▶ EXCERPTED RECORDS
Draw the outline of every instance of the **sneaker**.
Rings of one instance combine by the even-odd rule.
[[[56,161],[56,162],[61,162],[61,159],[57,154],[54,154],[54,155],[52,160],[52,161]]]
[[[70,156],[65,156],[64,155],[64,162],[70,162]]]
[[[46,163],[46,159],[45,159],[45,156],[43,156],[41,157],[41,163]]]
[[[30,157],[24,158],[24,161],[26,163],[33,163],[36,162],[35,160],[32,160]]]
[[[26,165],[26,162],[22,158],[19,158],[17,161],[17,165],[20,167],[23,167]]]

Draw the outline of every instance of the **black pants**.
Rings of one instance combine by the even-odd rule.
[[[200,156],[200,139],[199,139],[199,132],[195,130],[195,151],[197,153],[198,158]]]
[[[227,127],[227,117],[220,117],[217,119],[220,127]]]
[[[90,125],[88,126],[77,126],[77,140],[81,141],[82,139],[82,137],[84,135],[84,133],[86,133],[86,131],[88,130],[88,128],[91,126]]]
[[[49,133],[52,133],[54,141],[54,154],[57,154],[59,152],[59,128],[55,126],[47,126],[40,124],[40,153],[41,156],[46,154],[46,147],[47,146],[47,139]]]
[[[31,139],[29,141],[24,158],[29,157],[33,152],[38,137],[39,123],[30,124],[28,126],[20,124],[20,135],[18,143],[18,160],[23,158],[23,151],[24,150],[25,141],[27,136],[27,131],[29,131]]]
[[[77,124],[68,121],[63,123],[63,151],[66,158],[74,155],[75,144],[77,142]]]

▶ CHALLENGE
Copy out, without any alteration, everything in the entries from the line containing "Draw the outline of every instance of the **black" down to the line containing "[[[227,127],[227,117],[220,117],[217,119],[220,127]]]", including both of those lines.

▶ FULL OUTPUT
Draw the outline of every instance of the **black pants**.
Rings of one instance combine by the even-odd rule.
[[[200,156],[200,139],[199,139],[199,132],[195,130],[195,151],[197,153],[198,158]]]
[[[227,127],[227,117],[220,117],[217,119],[220,127]]]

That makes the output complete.